BACAAN PILIHAN:
......

JAKARTA, MP - Regulasi mengenai pengendalian tembakau atau rokok dinilai masih sangat lemah. Kebijakan pemerintah terkait pengendalian tembakau sepertinya tidak memiliki dampak berarti dalam upaya menanggulangi rokok di Indonesia. Hal ini terbukti dengan naiknya peringkat Indonesia dalam dua tahun terakhir sebagai konsumen rokok terbesar di dunia, dari posisi ke-5 menjadi ke-3 setelah Cina dan India.
Di Jakarta, meski Pemerintah Provinsi (Pemprov) DKI Jakarta telah memiliki Peraturan Daerah (Perda) Nomor 2 Tahun 2005 tentang Pengendalian Pencemaran Udara dan Peraturan Gubernur (Pergub) Nomor 88 Tahun 2010 tentang Kawasan Dilarang Merokok (revisi dari Pergub Nomor 75 Tahun 2005), namun masih banyak juga warga yang merokok di tempat terlarang.
"Peraturan-peraturan yang dibuat perlu mendapat dukungan dari berbagai pihak, khususnya masyarakat," ujar Tinia Budiati, Wakil Kepala Dinas Pariwisata dan Kebudayaan (Disparbud) DKI Jakarta, saat menghadiri acara Talk Show Tanpa Rokok (STAR), di gedung Soemantri Brodjonegoro, Kuningan, Setiabudi, Jakarta Selatan, Sabtu (29/5).
Bahkan di dunia pun, WHO telah mengesahkan Hari Tanpa Tembakau Sedunia (HTTS) sejak tahun 1988, yang diperingati setiap tanggal 31 Mei. Peringatan tersebut bertujuan menarik perhatian masyarakat dunia terhadap epidemik rokok. Acara STAR yang diselenggarakan untuk memperingati HTTS ini, diikuti oleh sekitar 2.000 siswa SMP, SMA, mahasiswa, dan pramuka se-DKI Jakarta.

......

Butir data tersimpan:
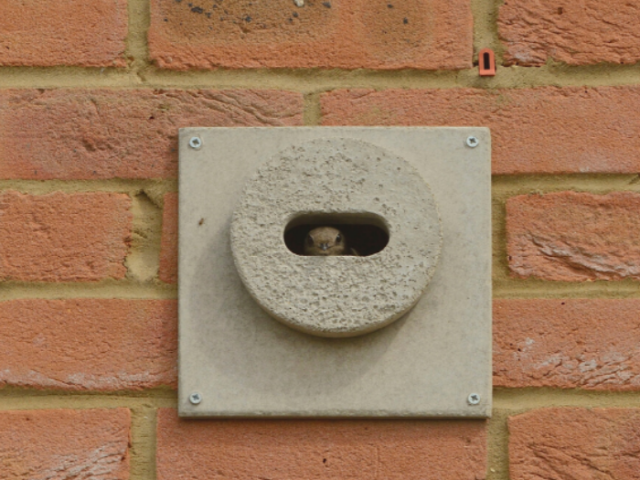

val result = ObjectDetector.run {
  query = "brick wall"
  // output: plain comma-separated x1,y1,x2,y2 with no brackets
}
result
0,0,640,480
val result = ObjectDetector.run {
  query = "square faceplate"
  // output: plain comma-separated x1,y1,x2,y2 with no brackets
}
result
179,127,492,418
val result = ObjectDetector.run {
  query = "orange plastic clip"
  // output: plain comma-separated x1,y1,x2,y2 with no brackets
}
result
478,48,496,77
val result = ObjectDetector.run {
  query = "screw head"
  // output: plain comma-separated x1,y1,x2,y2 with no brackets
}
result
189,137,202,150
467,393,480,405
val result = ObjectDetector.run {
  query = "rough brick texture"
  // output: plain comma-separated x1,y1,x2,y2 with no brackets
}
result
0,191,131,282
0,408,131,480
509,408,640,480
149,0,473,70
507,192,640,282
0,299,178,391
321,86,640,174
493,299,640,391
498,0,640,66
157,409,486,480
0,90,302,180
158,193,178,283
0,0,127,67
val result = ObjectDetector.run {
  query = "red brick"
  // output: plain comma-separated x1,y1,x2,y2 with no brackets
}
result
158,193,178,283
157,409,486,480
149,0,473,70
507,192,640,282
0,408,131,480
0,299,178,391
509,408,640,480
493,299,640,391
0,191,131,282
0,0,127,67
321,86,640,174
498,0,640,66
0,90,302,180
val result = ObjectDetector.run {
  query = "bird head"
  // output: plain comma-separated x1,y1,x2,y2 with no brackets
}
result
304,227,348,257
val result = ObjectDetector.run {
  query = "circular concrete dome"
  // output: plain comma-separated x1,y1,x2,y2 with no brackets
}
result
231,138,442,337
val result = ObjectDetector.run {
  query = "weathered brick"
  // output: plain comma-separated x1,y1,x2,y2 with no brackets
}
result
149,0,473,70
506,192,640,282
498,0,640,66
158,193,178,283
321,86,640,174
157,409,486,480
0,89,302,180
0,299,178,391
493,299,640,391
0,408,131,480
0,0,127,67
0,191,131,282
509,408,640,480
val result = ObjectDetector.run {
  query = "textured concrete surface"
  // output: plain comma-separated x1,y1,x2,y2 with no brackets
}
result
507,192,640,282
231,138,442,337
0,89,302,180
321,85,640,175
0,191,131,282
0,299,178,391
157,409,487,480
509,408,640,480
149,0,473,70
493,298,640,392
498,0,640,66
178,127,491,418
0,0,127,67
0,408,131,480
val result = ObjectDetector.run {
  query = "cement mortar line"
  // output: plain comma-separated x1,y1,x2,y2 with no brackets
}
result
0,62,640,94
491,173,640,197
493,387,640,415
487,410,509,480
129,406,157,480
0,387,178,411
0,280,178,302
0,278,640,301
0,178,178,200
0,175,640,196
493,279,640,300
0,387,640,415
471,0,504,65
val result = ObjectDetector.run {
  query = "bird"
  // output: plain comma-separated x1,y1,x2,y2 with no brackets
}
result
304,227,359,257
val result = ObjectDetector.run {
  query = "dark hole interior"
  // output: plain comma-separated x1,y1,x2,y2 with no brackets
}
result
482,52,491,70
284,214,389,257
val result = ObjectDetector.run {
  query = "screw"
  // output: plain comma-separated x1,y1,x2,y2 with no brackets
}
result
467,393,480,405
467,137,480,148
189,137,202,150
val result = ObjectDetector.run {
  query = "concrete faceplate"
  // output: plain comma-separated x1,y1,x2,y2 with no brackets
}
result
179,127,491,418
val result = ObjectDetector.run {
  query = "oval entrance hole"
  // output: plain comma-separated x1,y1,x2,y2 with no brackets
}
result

......

YANG HARUS DIKERJAKAN:
A - Tuliskan kembali tanpa perubahan bagian artikel tentang pengendalian rokok dari "JAKARTA, MP - Regulasi" sampai "Cina dan India.".
B - Ganti "square faceplate" dengan "square cover plate" pada entri, mulai dari awal entri sampai baris yang memuat "478,48,496,77", termasuk baris itu, lalu tulis ulang hanya baris-baris tersebut tanpa mengubah apa pun selain itu. Gambarnya tidak usah ikut disertakan.

JAWABAN TIAP TUGAS:
A -
JAKARTA, MP - Regulasi mengenai pengendalian tembakau atau rokok dinilai masih sangat lemah. Kebijakan pemerintah terkait pengendalian tembakau sepertinya tidak memiliki dampak berarti dalam upaya menanggulangi rokok di Indonesia. Hal ini terbukti dengan naiknya peringkat Indonesia dalam dua tahun terakhir sebagai konsumen rokok terbesar di dunia, dari posisi ke-5 menjadi ke-3 setelah Cina dan India.

B -
val result = ObjectDetector.run {
  query = "brick wall"
  // output: plain comma-separated x1,y1,x2,y2 with no brackets
}
result
0,0,640,480
val result = ObjectDetector.run {
  query = "square cover plate"
  // output: plain comma-separated x1,y1,x2,y2 with no brackets
}
result
179,127,492,418
val result = ObjectDetector.run {
  query = "orange plastic clip"
  // output: plain comma-separated x1,y1,x2,y2 with no brackets
}
result
478,48,496,77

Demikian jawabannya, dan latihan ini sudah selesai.